Records for this exercise START

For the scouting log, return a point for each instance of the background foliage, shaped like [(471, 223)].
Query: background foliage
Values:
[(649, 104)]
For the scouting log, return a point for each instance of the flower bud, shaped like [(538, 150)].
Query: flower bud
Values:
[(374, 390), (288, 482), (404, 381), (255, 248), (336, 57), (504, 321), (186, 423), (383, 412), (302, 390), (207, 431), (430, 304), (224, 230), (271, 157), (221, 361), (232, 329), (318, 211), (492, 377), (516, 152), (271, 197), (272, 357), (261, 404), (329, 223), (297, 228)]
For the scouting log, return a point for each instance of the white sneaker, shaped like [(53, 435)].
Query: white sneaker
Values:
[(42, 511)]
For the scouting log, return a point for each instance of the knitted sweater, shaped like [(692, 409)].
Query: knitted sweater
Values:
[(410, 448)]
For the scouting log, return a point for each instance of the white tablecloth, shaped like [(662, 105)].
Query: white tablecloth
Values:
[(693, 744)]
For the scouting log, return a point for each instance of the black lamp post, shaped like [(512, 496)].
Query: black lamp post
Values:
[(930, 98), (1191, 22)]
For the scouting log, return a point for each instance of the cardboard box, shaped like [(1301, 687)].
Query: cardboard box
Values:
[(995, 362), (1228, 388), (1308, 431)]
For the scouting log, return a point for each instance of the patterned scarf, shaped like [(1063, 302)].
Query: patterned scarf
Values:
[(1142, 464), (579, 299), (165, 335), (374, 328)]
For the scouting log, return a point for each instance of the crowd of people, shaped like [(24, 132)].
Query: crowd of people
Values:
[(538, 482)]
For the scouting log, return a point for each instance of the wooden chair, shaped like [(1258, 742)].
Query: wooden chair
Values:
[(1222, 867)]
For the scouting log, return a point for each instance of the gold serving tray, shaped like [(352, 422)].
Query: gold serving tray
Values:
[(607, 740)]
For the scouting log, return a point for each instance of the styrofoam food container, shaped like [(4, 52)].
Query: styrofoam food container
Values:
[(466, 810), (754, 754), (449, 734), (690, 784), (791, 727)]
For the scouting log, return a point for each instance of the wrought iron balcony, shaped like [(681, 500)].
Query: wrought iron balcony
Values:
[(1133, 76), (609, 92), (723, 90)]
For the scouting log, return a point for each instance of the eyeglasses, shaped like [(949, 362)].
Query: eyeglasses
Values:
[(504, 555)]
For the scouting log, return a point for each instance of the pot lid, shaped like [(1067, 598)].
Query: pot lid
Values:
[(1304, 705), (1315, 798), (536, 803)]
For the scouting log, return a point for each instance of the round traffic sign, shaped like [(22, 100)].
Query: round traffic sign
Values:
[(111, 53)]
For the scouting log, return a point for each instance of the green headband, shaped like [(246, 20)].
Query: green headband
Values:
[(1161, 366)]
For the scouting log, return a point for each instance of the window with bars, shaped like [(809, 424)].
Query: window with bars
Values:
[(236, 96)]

Records for this exercise END

(Activity) Repeat all of the records above exactly as they appear.

(Solution for this task)
For the scouting log, return a point for each instance of the background foliage, shaped like [(471, 223)].
Query: background foliage
Values:
[(649, 104)]
For the scouting log, return a point for each instance of the flower bud, shaped like [(538, 150)].
Query: flower bud
Values:
[(374, 390), (288, 482), (404, 381), (255, 248), (336, 57), (504, 321), (186, 423), (383, 412), (302, 390), (207, 431), (430, 304), (224, 230), (271, 157), (221, 361), (232, 329), (318, 211), (492, 377), (516, 152), (271, 197), (272, 357), (261, 404), (329, 223), (297, 228)]
For the scouting log, return a point for each instance of the white sneaker, shaped like [(53, 435)].
Query: white sneaker
Values:
[(42, 511)]
For the scouting log, return a point for each instance of the knitted sweater, shaped like [(692, 409)].
Query: knitted sweater
Values:
[(410, 448)]
For the scouting log, return a point for each instance of the white tablecloth, shaped like [(662, 105)].
Query: white tablecloth
Values:
[(693, 744)]
For the scouting log, return a point for each instance of the black lamp post, shaped like [(512, 496)].
Query: black lamp post
Values:
[(930, 98), (1191, 22)]
For the scouting log, return a point for each instance of the cardboard box, shaped like [(1301, 687)].
Query: cardboard box
Values:
[(995, 362), (1228, 388), (1308, 431)]
For the scouting log, return a point for each instance of the patterned scarf, shaped like [(1063, 302)].
Query: patterned scarf
Values:
[(1142, 464), (579, 299), (165, 335), (374, 328)]
For the scouting log, return a point for each instance of the crowd of people, shaped like [(24, 132)].
Query: crowd of people
Values:
[(538, 482)]
For the scouting log, return a point for each instance of the wooden chair, shaped like [(1258, 742)].
Query: wooden chair
Values:
[(1222, 867)]
For the scouting log, return a point for each instance of the gold serving tray, shaped like [(352, 422)].
Query: gold serving tray
Values:
[(607, 740)]
For the scouting log, return a point for each instance of the styrofoam food container, shaped like [(4, 52)].
Query: styrofoam food container
Values:
[(466, 810), (754, 754), (449, 734), (690, 784), (791, 727)]
For the scouting log, return a point for each instance of the wrought iron balcony, shaped like [(681, 500)].
Query: wrought iron balcony
Values:
[(1133, 76), (609, 92), (723, 90)]
For the scouting log, return a point for each instance of the eyeglasses, shaped like [(949, 362)].
Query: eyeglasses
Values:
[(504, 555)]
For the scouting log, return a point for each instance of the pot lid, shaped like [(1067, 598)].
Query: pot lid
Values:
[(1304, 705), (1315, 798), (536, 803)]
For the scouting log, return a point for each instance of the round traffic sign, shaped like [(22, 100)].
Query: round traffic sign
Values:
[(111, 53)]
For the scouting log, return a point for each instance of the green headband, shaped like [(246, 20)].
Query: green headband
Values:
[(1161, 366)]
For the scouting log, return a point for each instance of the window with bars, shaped like [(809, 424)].
Query: window with bars
Values:
[(236, 96)]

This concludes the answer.